_Task_. Repeat the data exactly as it stands.

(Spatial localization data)
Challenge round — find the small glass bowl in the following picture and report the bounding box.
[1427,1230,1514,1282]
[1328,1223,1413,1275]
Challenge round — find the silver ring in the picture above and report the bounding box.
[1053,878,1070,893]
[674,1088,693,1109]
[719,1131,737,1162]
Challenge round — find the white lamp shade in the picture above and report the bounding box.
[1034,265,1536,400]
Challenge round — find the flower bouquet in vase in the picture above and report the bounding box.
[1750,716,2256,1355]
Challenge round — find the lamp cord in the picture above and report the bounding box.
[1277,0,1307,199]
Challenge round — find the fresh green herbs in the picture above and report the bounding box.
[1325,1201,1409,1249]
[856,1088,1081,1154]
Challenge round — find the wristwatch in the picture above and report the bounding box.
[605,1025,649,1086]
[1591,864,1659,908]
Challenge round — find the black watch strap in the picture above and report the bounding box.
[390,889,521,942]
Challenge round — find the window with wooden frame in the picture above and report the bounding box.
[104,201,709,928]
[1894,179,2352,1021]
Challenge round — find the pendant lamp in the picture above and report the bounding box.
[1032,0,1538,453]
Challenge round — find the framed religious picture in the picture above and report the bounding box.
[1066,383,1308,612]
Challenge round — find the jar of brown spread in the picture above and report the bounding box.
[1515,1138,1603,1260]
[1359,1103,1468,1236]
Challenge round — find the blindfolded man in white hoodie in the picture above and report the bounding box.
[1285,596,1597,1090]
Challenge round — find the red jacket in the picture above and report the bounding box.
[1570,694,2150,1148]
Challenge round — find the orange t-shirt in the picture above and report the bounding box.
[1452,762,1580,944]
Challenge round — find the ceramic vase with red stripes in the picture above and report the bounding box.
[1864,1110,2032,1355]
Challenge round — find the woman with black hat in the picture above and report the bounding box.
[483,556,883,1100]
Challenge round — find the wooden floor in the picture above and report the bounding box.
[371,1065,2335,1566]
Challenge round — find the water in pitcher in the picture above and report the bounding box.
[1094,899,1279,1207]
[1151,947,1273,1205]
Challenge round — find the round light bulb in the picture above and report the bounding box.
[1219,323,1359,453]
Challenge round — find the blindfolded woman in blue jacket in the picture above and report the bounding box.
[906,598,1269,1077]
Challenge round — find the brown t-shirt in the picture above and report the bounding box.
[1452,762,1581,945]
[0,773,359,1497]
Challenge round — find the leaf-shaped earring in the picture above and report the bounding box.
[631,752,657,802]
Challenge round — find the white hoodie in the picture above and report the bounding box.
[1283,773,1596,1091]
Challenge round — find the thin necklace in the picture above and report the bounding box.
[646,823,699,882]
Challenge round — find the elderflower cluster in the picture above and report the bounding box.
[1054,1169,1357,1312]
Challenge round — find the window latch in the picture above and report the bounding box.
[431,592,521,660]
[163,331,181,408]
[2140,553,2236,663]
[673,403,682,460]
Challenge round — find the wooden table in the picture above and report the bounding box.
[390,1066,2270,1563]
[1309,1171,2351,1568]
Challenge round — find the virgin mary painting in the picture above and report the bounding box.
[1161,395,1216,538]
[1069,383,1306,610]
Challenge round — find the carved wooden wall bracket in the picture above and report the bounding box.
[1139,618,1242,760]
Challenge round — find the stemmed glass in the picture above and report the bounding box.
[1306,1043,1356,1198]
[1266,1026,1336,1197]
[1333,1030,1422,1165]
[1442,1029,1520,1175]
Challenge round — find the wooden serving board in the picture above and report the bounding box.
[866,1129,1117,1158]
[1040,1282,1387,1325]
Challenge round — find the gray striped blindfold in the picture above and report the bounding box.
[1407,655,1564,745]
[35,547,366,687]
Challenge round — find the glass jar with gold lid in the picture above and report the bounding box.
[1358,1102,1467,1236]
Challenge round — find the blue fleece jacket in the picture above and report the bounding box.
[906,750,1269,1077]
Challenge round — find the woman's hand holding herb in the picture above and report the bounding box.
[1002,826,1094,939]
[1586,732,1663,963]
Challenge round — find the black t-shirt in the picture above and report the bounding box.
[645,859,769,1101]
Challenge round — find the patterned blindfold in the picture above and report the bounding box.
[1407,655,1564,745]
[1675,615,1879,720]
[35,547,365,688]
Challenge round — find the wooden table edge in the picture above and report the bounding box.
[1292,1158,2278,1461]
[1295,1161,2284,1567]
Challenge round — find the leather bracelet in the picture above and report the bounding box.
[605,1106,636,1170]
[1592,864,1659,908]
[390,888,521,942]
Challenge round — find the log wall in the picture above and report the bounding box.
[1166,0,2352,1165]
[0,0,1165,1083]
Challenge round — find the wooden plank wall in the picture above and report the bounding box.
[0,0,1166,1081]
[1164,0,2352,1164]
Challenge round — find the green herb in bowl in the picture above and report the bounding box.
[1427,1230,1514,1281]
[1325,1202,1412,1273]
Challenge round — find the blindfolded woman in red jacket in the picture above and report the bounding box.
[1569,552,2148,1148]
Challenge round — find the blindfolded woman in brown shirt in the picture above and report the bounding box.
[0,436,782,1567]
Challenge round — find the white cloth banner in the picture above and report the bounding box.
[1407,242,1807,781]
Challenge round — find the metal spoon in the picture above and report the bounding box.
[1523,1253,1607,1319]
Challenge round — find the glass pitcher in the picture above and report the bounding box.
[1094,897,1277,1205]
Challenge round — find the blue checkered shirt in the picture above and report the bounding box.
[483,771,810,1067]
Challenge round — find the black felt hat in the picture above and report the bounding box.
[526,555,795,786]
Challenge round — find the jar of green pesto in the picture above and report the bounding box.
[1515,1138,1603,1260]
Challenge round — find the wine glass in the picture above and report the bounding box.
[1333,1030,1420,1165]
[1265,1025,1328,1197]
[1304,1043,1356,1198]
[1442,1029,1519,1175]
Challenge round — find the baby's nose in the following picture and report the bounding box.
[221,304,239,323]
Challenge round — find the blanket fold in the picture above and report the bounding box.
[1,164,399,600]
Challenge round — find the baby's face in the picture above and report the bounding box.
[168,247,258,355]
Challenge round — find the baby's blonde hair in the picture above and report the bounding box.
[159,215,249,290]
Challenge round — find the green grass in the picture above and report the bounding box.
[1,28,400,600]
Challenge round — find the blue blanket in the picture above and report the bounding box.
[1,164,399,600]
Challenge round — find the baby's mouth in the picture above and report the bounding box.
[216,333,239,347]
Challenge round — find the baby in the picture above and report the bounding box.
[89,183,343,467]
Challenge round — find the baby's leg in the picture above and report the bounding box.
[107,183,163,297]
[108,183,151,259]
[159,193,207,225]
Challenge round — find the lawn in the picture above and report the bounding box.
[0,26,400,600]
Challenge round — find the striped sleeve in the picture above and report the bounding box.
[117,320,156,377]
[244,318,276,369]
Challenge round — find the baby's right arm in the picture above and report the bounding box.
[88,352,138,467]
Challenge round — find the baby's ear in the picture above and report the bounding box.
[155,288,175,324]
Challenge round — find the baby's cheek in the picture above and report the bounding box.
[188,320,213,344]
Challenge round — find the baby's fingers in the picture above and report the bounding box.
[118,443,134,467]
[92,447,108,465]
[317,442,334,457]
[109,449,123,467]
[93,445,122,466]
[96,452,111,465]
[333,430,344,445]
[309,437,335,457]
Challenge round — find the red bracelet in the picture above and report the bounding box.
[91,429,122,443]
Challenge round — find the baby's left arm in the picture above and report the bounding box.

_Answer section_.
Challenge round — find the small glass bowl in the following picture and report the bounding box.
[1427,1230,1514,1282]
[1328,1223,1413,1275]
Challenge round — find the silver ring in the picture above and report the bounding box.
[1053,878,1070,893]
[674,1088,693,1109]
[719,1131,737,1162]
Challenge round — find the white lamp shade in the picture above and report the bounding box.
[1034,265,1536,400]
Challenge round — find the flower bouquet in vase in the picture above and report the bounding box.
[1750,716,2256,1355]
Challenge round — find the lamp cord in the picture above and report the bounding box.
[1277,0,1307,199]
Challenge round — find the fresh green herbs in the picture above and report the bounding box.
[1325,1201,1409,1249]
[856,1088,1081,1154]
Challenge round — find the wristwatch in the picture above and report the bounding box.
[605,1025,649,1086]
[1591,864,1659,908]
Challenge round — find the black watch strap in the picture above and report the bounding box.
[390,889,521,942]
Challenge round — find the window with wooden frame in the picture above and report the bounding box.
[104,201,709,928]
[1894,179,2352,1021]
Challenge round — find the pendant lamp in the picture above and report the bounding box.
[1032,0,1538,453]
Challenge round — find the framed religious picture in the picture above and report the bounding box.
[1066,383,1308,612]
Challenge round — find the jar of brown spread in the picture above and report the bounding box.
[1515,1138,1603,1260]
[1359,1103,1468,1236]
Challenge round — find the blindfolded man in white hoodie in the picture above and report the bounding box.
[1285,596,1597,1090]
Challenge round — find the red jacket in the picture above and report the bounding box.
[1570,694,2150,1148]
Challenge round — find the orange t-shirt in the picture above and report the bounding box.
[1452,762,1580,944]
Challenge round — find the ceramic vase with red stripes in the picture above and report the bounding box.
[1864,1110,2032,1355]
Challenge round — find the woman with black hat in the picture above and report the bounding box.
[483,556,883,1100]
Challenge round — find the wooden floor in the picture above and report the bounding box.
[371,1065,2335,1566]
Challenge round — find the water in pitcher in the picture above and report the bounding box.
[1094,899,1279,1207]
[1151,947,1273,1205]
Challenge round — find the round light bulb in the picture above and report the bounding box.
[1219,323,1359,453]
Challenge round — find the blindfolded woman in blue jacket in the picture above and report the bounding box.
[906,598,1269,1077]
Challenge round — find the brown t-shirt in the picture above and report the bounding box.
[1452,762,1581,945]
[0,773,359,1497]
Challenge round — find the leaf-shaped earring in the picture above and report the bounding box.
[631,752,657,802]
Challenge round — find the white hoodie in the picture above and report the bounding box.
[1283,773,1596,1091]
Challenge round — find the thin necklace in the picture above and report the bounding box.
[646,823,699,882]
Challenge round — find the elderflower cluster in the picture above and report the bounding box.
[1054,1169,1357,1312]
Challenge round — find the window latch in the picture above and report the bounding box.
[431,592,521,660]
[163,331,181,408]
[2140,553,2236,663]
[673,403,682,460]
Challenge round — find the wooden table in the picture above and report the bounding box.
[390,1066,2270,1563]
[1309,1171,2351,1568]
Challenge round — find the virgin mary painting in the picture above and report the bounding box.
[1161,395,1216,538]
[1069,383,1306,610]
Challenge round — find the carved wooden wall bracket in the picture above and report the bounding box.
[1139,618,1242,760]
Challenge round — find the stemmed glass in the picture above and report the bounding box.
[1306,1043,1356,1198]
[1266,1026,1336,1197]
[1333,1030,1422,1165]
[1442,1029,1520,1175]
Challenge round — find the wooden serving board in the picture above and report the bounding box.
[866,1129,1117,1158]
[1040,1282,1387,1325]
Challenge round — find the gray striped blindfold in the picture above and report the bounding box.
[1407,655,1564,745]
[35,547,366,687]
Challenge round — find the glass jar with gold lid in the picture above and report the bounding box.
[1358,1102,1467,1236]
Challenge round — find the blue fleece jacket in the picture above and report the bounding box.
[906,750,1269,1077]
Challenge round — find the woman's hand holding herb in the picture above and report the bounding box.
[1002,826,1094,939]
[1586,732,1663,963]
Challenge round — find the black t-shirt in the picture above and report the bounding box.
[645,859,769,1101]
Challenge round — find the patterned blindfold in the picture above and report the bounding box.
[1407,655,1564,745]
[1675,615,1879,720]
[35,547,365,688]
Challenge round — find the wooden table edge in the picture above and report the bounding box.
[1292,1158,2278,1461]
[1295,1161,2284,1567]
Challenge round — find the leather bracelet in the picture above and report the bounding box.
[605,1106,636,1170]
[1592,864,1659,908]
[390,888,521,942]
Challenge round — find the log wall in the picture above and report the bounding box.
[1166,0,2352,1165]
[0,0,1165,1083]
Challenge round — find the wooden plank wall in the picture above and report the bounding box.
[0,0,1166,1081]
[1164,0,2352,1164]
Challenge round — find the green herb in bowl in the picture above and report the bounding box.
[1427,1230,1514,1281]
[1325,1202,1412,1273]
Challenge round — find the blindfolded woman in red jacket in the picture above and report the bounding box.
[1569,552,2148,1148]
Challenge round — find the blindfolded woman in brown shirt in the picture above and report the bounding box.
[0,436,782,1567]
Challenge round — find the white cloth banner in the picture above and report the bounding box.
[1407,242,1807,781]
Challenge round — find the metal spoon in the picture above and report the bounding box.
[1523,1253,1607,1319]
Challenge round — find the glass pitcher in the picture above and report the bounding box.
[1094,897,1277,1205]
Challenge round — find the blue checkered shirt in the picture above and report the bounding box.
[483,771,810,1067]
Challenge round — find the black felt hat in the picture above and report the bounding box.
[526,555,795,786]
Challenge round — find the jar of green pesto in the picture above and report the bounding box.
[1515,1138,1603,1260]
Challenge round — find the wine glass in the picture above and report the bounding box.
[1333,1030,1420,1165]
[1265,1025,1328,1197]
[1304,1043,1356,1198]
[1442,1029,1519,1175]
Challenge round — find the baby's nose in the following picture and report the bounding box.
[221,304,239,323]
Challenge round — find the blanket fold in the picture above and report the bounding box.
[1,164,399,600]
Challenge round — find the baby's face in the picture above and report the bounding box.
[168,247,258,355]
Challenge round — find the baby's blonde hair in the picture above and report the bounding box.
[159,215,249,290]
Challenge round — find the green grass in the picture above and report the bounding box.
[1,28,400,600]
Challenge round — find the blue blanket in the picture above and report the bounding box.
[1,164,399,600]
Challenge round — find the baby's mouth in the picture above and report the bounding box.
[216,333,239,347]
Challenge round — find the baby in the picture above and report the bounding box.
[89,183,343,467]
Challenge round — find the baby's leg in the picture above and report the bounding box.
[107,183,163,297]
[108,183,151,259]
[159,193,207,225]
Challenge round — find the lawn in the picture above and report the bounding box.
[0,26,400,600]
Challenge round — find the striped sleeve in the picture above and report the bounding box.
[117,320,156,377]
[244,318,276,369]
Challenge round — find the baby's right arm in the picture above and report the bounding box.
[88,352,138,467]
Challenge round — find the baby's ear in the picture above and report the bounding box.
[155,288,175,324]
Challenge round — find the baby's cheek in the picture above and report the bounding box.
[188,320,213,344]
Challenge round — find the baby's fingers in the picture above and report the bounding box.
[118,443,134,467]
[92,447,108,465]
[317,442,334,457]
[109,449,123,467]
[93,445,122,466]
[96,452,111,465]
[333,430,344,445]
[309,437,335,457]
Challenge round — find the red bracelet in the picture above and report the bounding box.
[91,429,122,443]
Challenge round — find the baby's left arm in the picture above and report the bounding box.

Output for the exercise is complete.